### Input material
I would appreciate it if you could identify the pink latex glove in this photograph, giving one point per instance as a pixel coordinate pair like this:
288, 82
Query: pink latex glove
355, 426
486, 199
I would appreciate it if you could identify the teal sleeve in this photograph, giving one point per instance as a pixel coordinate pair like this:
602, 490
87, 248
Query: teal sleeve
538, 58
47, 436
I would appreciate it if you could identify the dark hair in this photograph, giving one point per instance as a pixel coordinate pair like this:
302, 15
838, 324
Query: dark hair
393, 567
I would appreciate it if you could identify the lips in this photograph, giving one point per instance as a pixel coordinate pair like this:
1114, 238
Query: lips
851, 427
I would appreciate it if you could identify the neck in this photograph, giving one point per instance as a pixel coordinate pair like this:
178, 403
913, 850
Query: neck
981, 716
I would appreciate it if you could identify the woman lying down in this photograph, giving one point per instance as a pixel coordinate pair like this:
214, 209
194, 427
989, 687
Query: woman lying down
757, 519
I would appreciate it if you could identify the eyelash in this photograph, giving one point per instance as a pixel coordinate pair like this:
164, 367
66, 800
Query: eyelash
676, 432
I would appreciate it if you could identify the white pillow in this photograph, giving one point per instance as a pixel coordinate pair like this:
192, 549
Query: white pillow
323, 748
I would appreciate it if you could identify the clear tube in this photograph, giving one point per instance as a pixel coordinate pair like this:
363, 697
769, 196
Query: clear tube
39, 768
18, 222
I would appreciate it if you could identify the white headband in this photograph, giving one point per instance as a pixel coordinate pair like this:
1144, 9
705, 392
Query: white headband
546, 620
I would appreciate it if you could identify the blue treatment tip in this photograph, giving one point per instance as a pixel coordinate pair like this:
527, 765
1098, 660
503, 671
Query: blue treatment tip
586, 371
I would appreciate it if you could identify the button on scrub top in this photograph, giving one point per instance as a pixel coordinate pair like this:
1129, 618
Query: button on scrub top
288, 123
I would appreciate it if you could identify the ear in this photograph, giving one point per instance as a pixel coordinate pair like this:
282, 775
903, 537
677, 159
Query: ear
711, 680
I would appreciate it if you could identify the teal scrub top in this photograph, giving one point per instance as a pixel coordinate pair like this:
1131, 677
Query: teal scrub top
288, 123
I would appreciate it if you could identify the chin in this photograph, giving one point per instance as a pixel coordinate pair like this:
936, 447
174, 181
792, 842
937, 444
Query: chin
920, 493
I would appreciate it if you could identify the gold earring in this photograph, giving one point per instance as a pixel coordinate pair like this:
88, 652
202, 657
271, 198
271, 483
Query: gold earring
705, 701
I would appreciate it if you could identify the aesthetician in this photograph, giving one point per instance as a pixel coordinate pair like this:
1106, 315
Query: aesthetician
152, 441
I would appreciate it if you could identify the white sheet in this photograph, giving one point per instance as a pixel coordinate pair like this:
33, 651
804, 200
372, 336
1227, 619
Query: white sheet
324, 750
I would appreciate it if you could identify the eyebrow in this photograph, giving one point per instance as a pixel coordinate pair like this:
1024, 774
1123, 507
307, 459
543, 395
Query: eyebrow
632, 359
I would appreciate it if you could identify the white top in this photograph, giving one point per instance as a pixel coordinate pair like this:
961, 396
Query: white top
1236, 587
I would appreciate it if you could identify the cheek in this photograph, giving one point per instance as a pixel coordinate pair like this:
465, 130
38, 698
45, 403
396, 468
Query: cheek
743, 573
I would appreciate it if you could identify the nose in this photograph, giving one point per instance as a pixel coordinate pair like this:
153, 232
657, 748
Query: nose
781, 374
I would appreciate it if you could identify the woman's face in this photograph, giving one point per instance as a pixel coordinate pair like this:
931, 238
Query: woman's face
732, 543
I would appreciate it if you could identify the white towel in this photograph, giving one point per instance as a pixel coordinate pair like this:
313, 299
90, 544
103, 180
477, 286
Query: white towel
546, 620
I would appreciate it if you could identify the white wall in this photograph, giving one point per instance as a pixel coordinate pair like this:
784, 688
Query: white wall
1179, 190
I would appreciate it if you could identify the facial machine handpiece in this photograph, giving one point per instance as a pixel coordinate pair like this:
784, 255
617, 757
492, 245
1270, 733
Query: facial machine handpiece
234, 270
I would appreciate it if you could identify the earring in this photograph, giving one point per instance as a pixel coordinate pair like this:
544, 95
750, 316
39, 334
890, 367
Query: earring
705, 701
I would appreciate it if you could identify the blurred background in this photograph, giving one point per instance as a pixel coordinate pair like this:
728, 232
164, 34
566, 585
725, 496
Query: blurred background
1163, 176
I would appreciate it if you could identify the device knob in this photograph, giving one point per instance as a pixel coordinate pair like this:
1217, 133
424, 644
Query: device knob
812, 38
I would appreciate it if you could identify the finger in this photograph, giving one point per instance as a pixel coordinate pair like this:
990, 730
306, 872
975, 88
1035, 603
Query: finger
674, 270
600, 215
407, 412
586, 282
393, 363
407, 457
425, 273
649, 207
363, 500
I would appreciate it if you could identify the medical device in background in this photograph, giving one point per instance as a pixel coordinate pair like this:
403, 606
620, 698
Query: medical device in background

### What the task requires
Exact copy required. Repeat the material above in full.

### Finished exercise
I would appreciate it if you could identify the pink latex glove in this photograph, giving one point per instance as a pixel coordinate pair like this:
288, 82
Query: pink latex glove
355, 426
486, 199
I would appreciate it if you could identify the teal sleeve in this photograph, giving one point per instance as a pixel coordinate pair like this:
602, 490
87, 248
Query: teal sleeve
538, 58
47, 436
I would appreciate it if you could identify the dark hair in this photograph, giving one point per instance as a pixel coordinate pair like this:
302, 15
838, 324
Query: dark hair
393, 567
I would appreciate it if you could identify the lips in this photograph, giving one point per instance as a pixel coordinate pair like this:
1114, 238
Query: lips
851, 427
I would appreciate it if you could identify the neck in this photograph, giving one point per instance as a pixel coordinate pair like this:
178, 403
913, 850
Query: neck
981, 716
I would appreciate it if you could identify the woman lying down in this photograph, giving one point per instance as a pixel coordinate pair like this:
214, 209
194, 427
989, 687
Query: woman lying down
757, 519
I would appreciate it if you could identify the eyelash in this photograph, giving one point per instance as a pixel coordinate pair like this:
164, 367
66, 800
Query: eyelash
676, 432
I would appreciate it if you could identify the white pillow in this photograph, giving one point per instance as a pixel coordinate pair like this:
192, 549
Query: white pillow
323, 748
I would appreciate it if you could identify the clear tube in this photograph, giving one point per instance as a pixel coordinate pair like this:
363, 697
769, 196
Query: clear tube
39, 768
18, 222
I would appreciate it if you could identify the white headband in this photograph, giving one point per instance as a pixel coordinate pair like this:
1144, 9
705, 392
Query: white headband
546, 620
I would appreciate it if you could identify the blue treatment tip in this photograph, giving one point per instance as a pixel coordinate pair like this:
527, 765
1098, 660
503, 671
Query: blue treatment tip
586, 371
I would appreciate it if you could identify the button on scrub top in this photograph, giving one point per instance as a pixel coordinate pair like this:
1129, 618
Query: button on scrub top
288, 123
I would appreciate it if you could identify the ear in this photograph, giving one point per instance as a pixel coordinate pair like this:
282, 775
903, 537
677, 159
Query: ear
711, 680
I would appreciate it if you could identify the teal scrub top in this photograph, giving one point per instance as a pixel coordinate pair like this:
1131, 677
Query: teal scrub top
288, 123
I would appreciate it if you could identify the chin in this photograph, giving one point per instance as a pixel coordinate pair like this:
936, 447
174, 181
792, 842
937, 444
Query: chin
920, 493
I would appreciate it if you could identify the gold earring in this photograph, giving one point per instance as a pixel coordinate pair like this:
88, 652
202, 657
271, 198
271, 483
Query: gold earring
705, 701
I would appreciate it if you could identify the aesthetician in this photograph, giving one point per instance as a pixel coordinate pair like this:
1106, 315
Query: aesthetician
152, 441
I would appreciate it if you could identify the white sheet in this photograph, giving one point per instance as a pixel coordinate pair like this:
33, 651
804, 200
372, 336
1227, 619
Query: white sheet
324, 750
I would appreciate it if you could identify the eyebrow in this photograph, giving one point per instance as a pixel coordinate pair like this:
1024, 774
1123, 507
307, 459
543, 395
Query: eyebrow
632, 359
I would appreciate it if you could identify the white top in this photograph, giving one point per instance as a pixel coordinate pair like this:
961, 396
Query: white top
1236, 587
I would appreciate it if you could identify the cheek in this photograph, giving one point per instance as a pixel coordinate pair like this:
465, 130
38, 698
45, 403
396, 468
Query: cheek
743, 573
I would appreciate it if you could identify the nose in this photograph, giving one point per instance as a pixel coordinate pair like this:
153, 232
657, 748
Query: nose
781, 374
I would appreciate it if you could identify the woman's face in this photograph, giving one point per instance as a pixel coordinate pair like this:
931, 238
Query: woman's face
732, 543
I would appreciate it if you could identify the white towel in this photograph, giving one point per instance as a pixel coordinate pair like this:
313, 299
90, 544
103, 180
477, 286
Query: white towel
546, 620
I would appreciate it if you could identify the white wall in this photograph, giving one point per instance as a pixel coordinate pair like this:
784, 688
Query: white wall
1179, 190
I would appreciate it if you could identify the facial machine handpiece in this photograph, giving one point per instance as a pixel coordinate pair like this:
784, 255
617, 757
492, 245
1270, 733
Query: facial machine handpiece
234, 270
I would appreciate it if you could identify the earring in this photograph, giving one point per instance as a pixel coordinate pair like this:
544, 95
750, 316
39, 334
890, 367
Query: earring
705, 701
I would appreciate it if you could identify the blurred background in this photograph, giving one point per instance as a pixel coordinate pair like this:
728, 232
164, 34
566, 585
725, 496
Query: blurred background
1163, 176
I would appreciate it if you could identify the device knob in this photograph, giving one point per instance as a pixel coordinate pair like this:
1217, 133
424, 644
Query: device knob
812, 38
I would appreciate it if you could identify the finger in this photograph, giving one point per instance as a pixel coordinate pair like this:
990, 730
306, 872
975, 88
1035, 603
Query: finger
674, 270
600, 215
407, 412
586, 282
393, 363
407, 457
425, 273
649, 207
363, 500
I would appreciate it if you could identify the medical device in background in this photograph, giving one point per instance as a pixel coordinate pair like this:
403, 606
620, 698
Query: medical device in background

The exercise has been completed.